Texto de estudo
Na capital argentina, mais de 30 mil ativistas se reuniram no obelisco da Nove de Julho e tomaram toda a Diagonal Norte, avenida que leva até a Casa Rosada, sede do governo federal. Em Salta, os manifestantes ocuparam o palácio do governo.

Combinação explosiva
Os protestos dos docentes são o resultado de uma combinação explosiva: inflação, corrosão salarial e crise financeira das províncias argentinas.

Apesar da retomada do crescimento econômico após a crise de 2001/2002, a Argentina vem registrando altas taxas de inflação que, nos últimos dois anos, chegaram a quase 25%. O resultado foi a corrosão dos salários dos trabalhadores.
Por outro lado, existe hoje uma crise financeira nas províncias argentinas. A retomada pelo governo federal do pagamento da dívida externa ao FMI fez com que os governos provinciais retomassem a implementação da lei de responsabilidade fiscal, que mantém o arrocho salarial dos trabalhadores.

O crescimento das mobilizações colocou não só a necessidade de uma luta nacional dos docentes em defesa da educação e dos salários. A combinação com as lutas de outras categorias, como funcionalismo público (médicos, enfermeiros, servidores provinciais e municipais) e trabalhadores da iniciativa privada (petroleiros, caminhoneiros etc), estava na ordem do dia. No entanto, as centrais sindicais (CTA e CGT) abandonaram as províncias em luta e fizeram de tudo para impedir a unificação das lutas e antecipar os acordos salariais.

Dados do exercício
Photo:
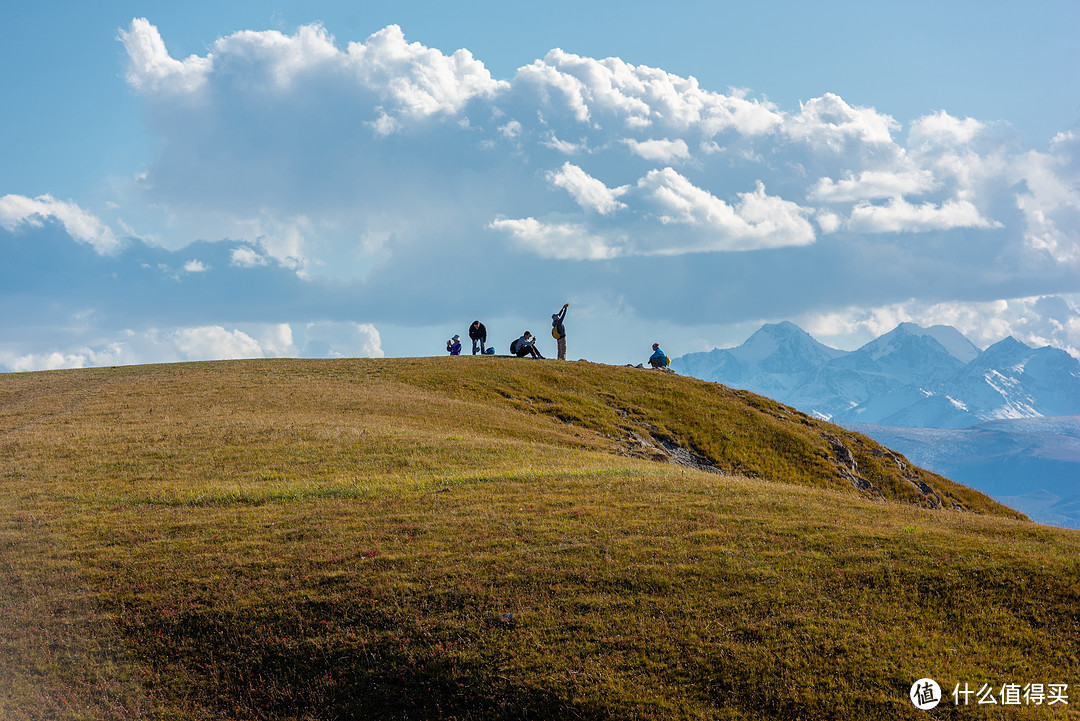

Instruções da tarefa
Responda com base no texto sobre os protestos dos docentes argentinos:
1. Quantos ativistas se reuniram no obelisco da Nove de Julho?
2. A que nível chegaram as taxas de inflação nos últimos dois anos?
3. Quais centrais sindicais abandonaram as províncias em luta?
Os dados são um material à parte, independente do texto.

Resposta da tarefa
1. Mais de 30 mil ativistas.
2. A quase 25%.
3. A CTA e a CGT.